TEXTAUSZUG:
== == ==

Doch an jenem Mittwoch fand auch anderswo in Afghanistan ein Massaker statt. Im Distrikt Khogyani in der östlichen Provinz Nangarhar wurden mindestens dreißig Zivilisten, hauptsächlich Bauern, von US-amerikanischen Drohnen gejagt und getötet. Dutzende von Menschen wurden von den mittlerweile berühmt-berüchtigten Hellfire-Raketen verletzt. Sowohl die Kabuler Regierung als auch das US-Militär bezeichneten die Opfer anfangs als „mutmaßliche IS-Extremisten“. Unter anderem konnte man auch lesen, dass die Zivilisten „versehentlich“ getötet wurden.

Doch was ist genau passiert? Bereits zwölf Tage vor den Drohnenangriffen wendeten sich die Ältesten aus der betroffenen Region an den Gouverneur der Provinz, der der Kabuler Regierung direkt untersteht. Aufgrund der anstehenden Pinienkernsaison wiesen die Dorfbewohner den Gouverneur darauf hin, dass man rund 200 Arbeiter rekrutiert habe, darunter auch Kinder, um für die Ernte gerüstet zu sein. Wie in vielen anderen Teilen des ländlichen Afghanistans sind auch die Menschen in Khogyani auf Anbau und Verkauf von Trockenobst angewiesen. Der Versand des Briefes hatte vor allem den Zweck, nicht zum Ziel von Kampfhandlungen zu werden, wie Reuters detailliert berichtete. Die Region gilt seit Jahren als umkämpft. Viele Teile von Nangarhar werden von den Taliban kontrolliert, während die USA und ihre afghanischen Verbündeten es vorziehen, sämtliche Landstriche blind zu bombardieren.

== == ==

MATERIAL ZUR ÜBUNG:
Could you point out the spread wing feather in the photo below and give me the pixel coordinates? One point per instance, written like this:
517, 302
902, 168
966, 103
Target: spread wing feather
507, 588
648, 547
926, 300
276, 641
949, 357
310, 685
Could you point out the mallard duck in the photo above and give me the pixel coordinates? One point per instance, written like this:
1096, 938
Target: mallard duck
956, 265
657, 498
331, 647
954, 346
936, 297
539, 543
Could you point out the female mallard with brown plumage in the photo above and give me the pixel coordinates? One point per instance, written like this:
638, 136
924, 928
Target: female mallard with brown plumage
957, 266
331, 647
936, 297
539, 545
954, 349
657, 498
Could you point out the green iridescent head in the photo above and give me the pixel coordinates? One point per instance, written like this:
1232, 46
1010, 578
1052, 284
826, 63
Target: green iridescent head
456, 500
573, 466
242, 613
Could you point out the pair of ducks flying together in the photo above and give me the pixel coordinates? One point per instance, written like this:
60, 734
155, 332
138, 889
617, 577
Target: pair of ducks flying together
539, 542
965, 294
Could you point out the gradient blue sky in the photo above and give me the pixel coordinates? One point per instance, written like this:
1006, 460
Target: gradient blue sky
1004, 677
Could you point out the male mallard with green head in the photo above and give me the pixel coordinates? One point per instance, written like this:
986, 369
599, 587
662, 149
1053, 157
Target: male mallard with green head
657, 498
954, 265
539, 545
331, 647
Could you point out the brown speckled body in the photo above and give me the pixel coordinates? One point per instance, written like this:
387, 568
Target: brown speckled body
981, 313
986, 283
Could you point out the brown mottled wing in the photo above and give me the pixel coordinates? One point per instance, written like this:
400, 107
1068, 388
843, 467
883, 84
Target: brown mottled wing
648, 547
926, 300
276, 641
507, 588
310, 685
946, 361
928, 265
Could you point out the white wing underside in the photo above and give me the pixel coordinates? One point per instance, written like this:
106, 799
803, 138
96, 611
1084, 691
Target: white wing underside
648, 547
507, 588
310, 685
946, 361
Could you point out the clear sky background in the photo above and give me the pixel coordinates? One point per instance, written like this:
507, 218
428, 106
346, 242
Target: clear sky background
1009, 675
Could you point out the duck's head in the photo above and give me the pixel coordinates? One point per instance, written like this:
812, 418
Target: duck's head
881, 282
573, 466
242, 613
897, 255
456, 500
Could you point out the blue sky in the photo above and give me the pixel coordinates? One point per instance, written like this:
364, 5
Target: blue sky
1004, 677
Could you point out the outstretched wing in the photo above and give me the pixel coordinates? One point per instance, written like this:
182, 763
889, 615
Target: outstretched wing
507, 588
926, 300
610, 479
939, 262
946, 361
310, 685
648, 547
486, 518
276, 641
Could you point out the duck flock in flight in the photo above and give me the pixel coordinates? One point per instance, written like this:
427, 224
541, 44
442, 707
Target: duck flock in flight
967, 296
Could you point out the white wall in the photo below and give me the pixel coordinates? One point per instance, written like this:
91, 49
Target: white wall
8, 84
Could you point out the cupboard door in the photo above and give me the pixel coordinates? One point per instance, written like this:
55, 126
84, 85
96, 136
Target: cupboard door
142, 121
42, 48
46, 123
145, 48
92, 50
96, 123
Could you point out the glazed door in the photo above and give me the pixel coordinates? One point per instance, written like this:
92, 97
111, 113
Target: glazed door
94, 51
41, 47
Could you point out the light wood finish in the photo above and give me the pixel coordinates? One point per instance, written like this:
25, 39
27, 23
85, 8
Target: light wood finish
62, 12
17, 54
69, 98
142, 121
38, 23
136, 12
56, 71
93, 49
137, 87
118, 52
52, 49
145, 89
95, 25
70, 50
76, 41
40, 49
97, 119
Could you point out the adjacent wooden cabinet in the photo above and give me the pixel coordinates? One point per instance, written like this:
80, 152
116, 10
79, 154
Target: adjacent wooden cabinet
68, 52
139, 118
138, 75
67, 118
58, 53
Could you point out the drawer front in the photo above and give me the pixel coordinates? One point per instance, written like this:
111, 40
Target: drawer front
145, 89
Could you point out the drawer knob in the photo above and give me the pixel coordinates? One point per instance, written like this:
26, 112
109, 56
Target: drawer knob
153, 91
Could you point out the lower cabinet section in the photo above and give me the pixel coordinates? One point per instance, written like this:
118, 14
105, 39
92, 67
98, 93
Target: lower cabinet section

== == ==

PFLICHTAUFGABE A:
Beantworte bitte anhand des Textauszugs die folgenden Fragen:
(i) Wie viele Zivilisten wurden im Distrikt Khogyani mindestens getötet?
(ii) Wie viele Tage vor den Drohnenangriffen wandten sich die Ältesten an den Gouverneur?
(iii) Wie viele Arbeiter hatten die Dorfbewohner für die Ernte rekrutiert?
PFLICHTAUFGABE B: Finde alle Zeilen der Einträge, in denen die Zeichenfolge „background“ vorkommt, und gib sie wieder. Groß- und Kleinschreibung zählt.

SCHRIFTLICHE ANTWORT A:
(i) Mindestens dreißig.
(ii) Zwölf Tage.
(iii) Rund 200.

SCHRIFTLICHE ANTWORT B:
Could you point out the clear sky background in the photo above and give me the pixel coordinates? One point per instance, written like this:
Target: clear sky background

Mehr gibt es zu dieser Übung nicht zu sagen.